GIVEN DATA: Begin

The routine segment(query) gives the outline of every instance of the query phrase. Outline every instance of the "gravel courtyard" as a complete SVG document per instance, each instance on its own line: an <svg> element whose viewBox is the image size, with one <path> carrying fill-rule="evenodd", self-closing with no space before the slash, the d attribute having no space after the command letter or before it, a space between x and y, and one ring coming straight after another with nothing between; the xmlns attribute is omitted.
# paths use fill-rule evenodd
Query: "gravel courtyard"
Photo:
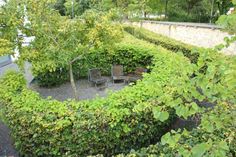
<svg viewBox="0 0 236 157"><path fill-rule="evenodd" d="M96 97L106 97L109 92L119 91L127 84L123 82L118 82L113 84L109 77L106 77L108 80L107 87L100 89L96 88L86 79L80 79L76 82L77 90L79 93L80 100L93 99ZM37 91L42 97L47 98L51 96L53 99L64 101L69 98L73 98L72 88L70 82L62 84L58 87L45 88L39 87L37 84L31 84L30 88Z"/></svg>

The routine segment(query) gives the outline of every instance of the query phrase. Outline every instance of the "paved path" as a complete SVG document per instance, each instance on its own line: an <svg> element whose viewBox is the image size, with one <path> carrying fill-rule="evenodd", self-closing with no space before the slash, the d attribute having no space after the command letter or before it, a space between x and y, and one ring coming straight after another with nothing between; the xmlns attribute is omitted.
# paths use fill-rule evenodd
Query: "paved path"
<svg viewBox="0 0 236 157"><path fill-rule="evenodd" d="M25 70L24 75L25 75L25 79L26 79L27 85L29 85L30 82L34 78L30 68L31 68L31 64L28 63L28 62L25 62L25 65L24 65L24 70ZM0 77L3 76L9 70L19 71L19 68L18 68L18 66L15 63L11 63L11 64L8 64L6 66L0 67Z"/></svg>
<svg viewBox="0 0 236 157"><path fill-rule="evenodd" d="M19 70L16 64L8 64L0 67L0 77L7 70ZM0 106L1 107L1 106ZM17 151L13 145L9 128L2 122L0 118L0 157L18 157Z"/></svg>
<svg viewBox="0 0 236 157"><path fill-rule="evenodd" d="M0 119L0 157L18 157L9 128Z"/></svg>
<svg viewBox="0 0 236 157"><path fill-rule="evenodd" d="M19 68L14 63L8 64L8 65L3 66L3 67L0 67L0 77L3 76L8 70L16 70L16 71L18 71Z"/></svg>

GIVEN DATA: End

> _ASSIGNMENT_:
Select every line of the records holding the string "having".

> _RESULT OF THIS TASK_:
The routine segment(query) gives the outline of every instance of the query phrase. Outline every instance of the "gravel courtyard" as a complete SVG document per instance, each instance on its own line: an <svg> element whose viewBox is the image size, with one <path> carrying fill-rule="evenodd", self-closing with no space before the slash, the d attribute having no space after the command letter or before it, a space between x and y, and one ring coming straight after another with nothing between; the xmlns attribute is omitted.
The routine segment(query) gives the outline of every instance of the query phrase. Outline every instance of the "paved path" as a complete SVG document per instance, each instance on its own line: an <svg> element whose viewBox is the image size, with one <path> carrying fill-rule="evenodd", self-closing with no space before the slash, the d attribute having no space after the command letter or before it, a space between x and y, and one ring coming straight after another with nothing between; the xmlns attribute is omitted.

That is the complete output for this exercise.